Top of EXCERPT PROVIDED

Representation Matters
Representation wasn’t an afterthought in this project — it was the foundation.
Every detail was intentional: the complexion of the characters, the textures of their hairstyles, the dialects in their voices. We worked with a diverse group of voice actors to ensure the nuances of Caribbean and African speech patterns were honoured. Because a Caribbean accent doesn’t sound the same as an African one. Both needed to be heard.
This was about more than accuracy. It was about trust. Communities are more likely to engage with health information when they feel seen and heard in the delivery of it. By reflecting real people in these short films, we created space for connection.
The Process Behind the Scenes
Telling these stories meant building them layer by layer:
Scriptwriting: Crafting dialogue that felt like real conversations, not lectures.
Voice recording: Partnering with actors whose performances felt genuine and relatable.
Character design: Collaborating on illustrations that represented a spectrum of Black Canadian identities.
Animation: Bringing those characters to life with movement, expression, and timing.
Sound design: Adding background noise, music, and subtle effects to create an immersive experience.
Accessibility: Including subtitles and text overlays so nothing was lost in translation.
Each short film was kept under two minutes, making them perfectly suited for social media — but short didn’t mean shallow. They were vibrant, nuanced, and layered with meaning.
Why Animation Worked
Animation gave us creative freedom to say things live action never could.
It softened heavy subject matter without losing its urgency. It created approachable entry points for tough conversations. It allowed us to shape characters and environments that reflected the community in ways that felt uplifting and affirming.
Most importantly, animation gave us space to tell stories with empathy. Instead of medical jargon, we had people — familiar faces, familiar voices — talking about real concerns, real choices, real solutions.

Bottom of EXCERPT PROVIDED
Top of DATA LISTING

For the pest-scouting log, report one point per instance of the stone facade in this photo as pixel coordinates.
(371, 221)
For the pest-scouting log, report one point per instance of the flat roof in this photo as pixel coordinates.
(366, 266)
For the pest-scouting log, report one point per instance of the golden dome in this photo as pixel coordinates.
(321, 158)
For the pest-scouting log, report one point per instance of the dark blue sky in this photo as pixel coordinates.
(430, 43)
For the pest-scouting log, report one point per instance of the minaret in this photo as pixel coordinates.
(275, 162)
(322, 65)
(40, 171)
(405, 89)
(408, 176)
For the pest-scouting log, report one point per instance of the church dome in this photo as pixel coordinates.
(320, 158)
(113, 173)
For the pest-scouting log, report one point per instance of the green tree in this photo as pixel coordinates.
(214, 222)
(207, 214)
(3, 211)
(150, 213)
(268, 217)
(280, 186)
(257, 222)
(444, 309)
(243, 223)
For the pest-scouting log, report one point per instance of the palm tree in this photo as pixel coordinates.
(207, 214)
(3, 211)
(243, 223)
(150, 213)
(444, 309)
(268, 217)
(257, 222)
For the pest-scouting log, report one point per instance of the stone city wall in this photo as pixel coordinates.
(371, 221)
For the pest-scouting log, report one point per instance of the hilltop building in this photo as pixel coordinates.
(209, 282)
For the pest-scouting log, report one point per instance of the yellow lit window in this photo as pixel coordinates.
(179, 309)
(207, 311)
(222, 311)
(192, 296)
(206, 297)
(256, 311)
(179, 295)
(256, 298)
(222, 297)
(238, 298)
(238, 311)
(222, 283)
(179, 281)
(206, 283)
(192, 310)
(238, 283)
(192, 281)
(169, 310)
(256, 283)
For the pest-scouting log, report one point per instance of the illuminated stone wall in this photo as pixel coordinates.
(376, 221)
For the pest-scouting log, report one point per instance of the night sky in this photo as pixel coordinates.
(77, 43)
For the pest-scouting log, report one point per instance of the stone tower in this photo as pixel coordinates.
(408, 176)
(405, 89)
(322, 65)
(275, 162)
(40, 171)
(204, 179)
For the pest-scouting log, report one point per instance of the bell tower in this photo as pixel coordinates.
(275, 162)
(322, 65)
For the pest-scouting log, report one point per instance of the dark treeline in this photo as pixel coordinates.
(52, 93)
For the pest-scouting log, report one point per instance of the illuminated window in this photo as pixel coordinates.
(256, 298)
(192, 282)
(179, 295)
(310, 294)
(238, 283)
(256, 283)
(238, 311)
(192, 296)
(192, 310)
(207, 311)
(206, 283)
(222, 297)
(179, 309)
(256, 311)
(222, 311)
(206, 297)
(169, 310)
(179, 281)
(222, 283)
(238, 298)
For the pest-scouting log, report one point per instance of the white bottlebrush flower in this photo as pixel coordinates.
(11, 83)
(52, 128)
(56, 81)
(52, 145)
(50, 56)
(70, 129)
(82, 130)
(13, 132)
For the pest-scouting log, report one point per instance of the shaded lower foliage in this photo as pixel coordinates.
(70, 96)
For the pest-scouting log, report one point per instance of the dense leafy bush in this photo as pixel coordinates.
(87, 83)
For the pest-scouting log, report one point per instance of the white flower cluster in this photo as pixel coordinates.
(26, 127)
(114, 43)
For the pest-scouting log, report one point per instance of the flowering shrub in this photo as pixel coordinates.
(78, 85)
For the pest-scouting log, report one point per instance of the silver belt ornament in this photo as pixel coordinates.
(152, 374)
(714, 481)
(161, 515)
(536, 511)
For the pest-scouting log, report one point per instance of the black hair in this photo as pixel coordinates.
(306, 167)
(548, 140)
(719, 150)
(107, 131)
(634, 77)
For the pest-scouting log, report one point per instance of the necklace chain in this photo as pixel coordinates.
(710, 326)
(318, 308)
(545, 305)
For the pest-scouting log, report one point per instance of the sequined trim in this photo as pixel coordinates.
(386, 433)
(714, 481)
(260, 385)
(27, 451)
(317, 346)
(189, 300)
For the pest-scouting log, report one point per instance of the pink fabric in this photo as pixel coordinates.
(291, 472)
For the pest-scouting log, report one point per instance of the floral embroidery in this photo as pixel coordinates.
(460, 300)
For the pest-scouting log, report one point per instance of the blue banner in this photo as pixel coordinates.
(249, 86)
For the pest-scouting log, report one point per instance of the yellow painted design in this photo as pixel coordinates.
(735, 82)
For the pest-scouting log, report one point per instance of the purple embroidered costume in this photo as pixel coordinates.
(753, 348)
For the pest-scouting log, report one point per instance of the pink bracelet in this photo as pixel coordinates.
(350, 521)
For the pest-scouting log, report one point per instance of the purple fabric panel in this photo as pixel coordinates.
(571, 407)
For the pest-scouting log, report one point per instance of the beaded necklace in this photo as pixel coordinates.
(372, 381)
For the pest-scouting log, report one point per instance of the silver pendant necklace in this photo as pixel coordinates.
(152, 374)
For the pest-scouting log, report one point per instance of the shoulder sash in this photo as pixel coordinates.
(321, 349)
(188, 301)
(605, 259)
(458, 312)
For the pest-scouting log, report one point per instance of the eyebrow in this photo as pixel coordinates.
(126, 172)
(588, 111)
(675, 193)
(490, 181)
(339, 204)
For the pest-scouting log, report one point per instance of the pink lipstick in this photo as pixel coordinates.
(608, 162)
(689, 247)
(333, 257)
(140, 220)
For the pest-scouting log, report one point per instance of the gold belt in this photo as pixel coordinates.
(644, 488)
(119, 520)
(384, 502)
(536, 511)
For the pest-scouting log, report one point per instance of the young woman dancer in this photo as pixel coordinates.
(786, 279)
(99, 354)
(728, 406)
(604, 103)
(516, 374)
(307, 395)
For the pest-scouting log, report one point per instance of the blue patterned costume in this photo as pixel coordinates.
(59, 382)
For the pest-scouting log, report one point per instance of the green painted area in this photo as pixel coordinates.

Bottom of DATA LISTING

**WHAT YOU NEED TO DO**
• 1. In the excerpt about the animated health films, what length limit was set for each short film?
• 2. Carry on the excerpt about the animated health films from its last sentence, in the same voice.
The listing can be set aside.

**TASK RESPONSES**
• 1. Each short film was kept under two minutes.

• 2.
From Resource to Campaign
By the end, we had three animated short films. But we didn’t stop there. We designed graphics, cut-down versions, and a creative rollout plan that made this series bigger than the sum of its parts.
What began as a static toolkit became a dynamic animated short film campaign, ready to be shared across social media, frontline health worker toolkits, and community networks.
The impact wasn’t just in the information delivered. It was in the way people responded: by seeing themselves in the story, by feeling that this message was for them.
Why This Work Matters
PrEP is a vital tool in HIV prevention, but tools don’t matter if they don’t reach people in ways that feel authentic. Health equity is not just about access to medicine — it’s about access to stories that make people believe the medicine is for them.
This project was about narrowing the gap between information and trust. It was about acknowledging stigma, inequities, and lived experience — and creating stories that could move through those barriers with honesty and care.
The Bigger Picture
This project reaffirmed something we’ve always believed at See Girl Work: short films aren’t just for the arts. They’re not limited to nonprofits. They’re powerful tools for any organization that needs to connect with people on a human level.
Narrative storytelling, character animation, and inclusive representation can take an idea and turn it into a movement. For ACCHO, it turned an HIV prevention toolkit into something communities could share, understand, and trust.
For us, it was another reminder that when stories are told with intention, they can change how people see themselves and what’s possible.
Reimagining Health Equity Through Animated Short Film
At See Girl Work, we don’t create content — we craft cultural moments. The PrEP Resource series was more than animation; it was narrative, character, and representation fused into a short film format built to resonate.
By centring voice, dialect, and lived experience, we translated complex health equity into storytelling that could be felt as much as understood. This is what we do best: transform briefs into bold, human-centred creative that stands apart.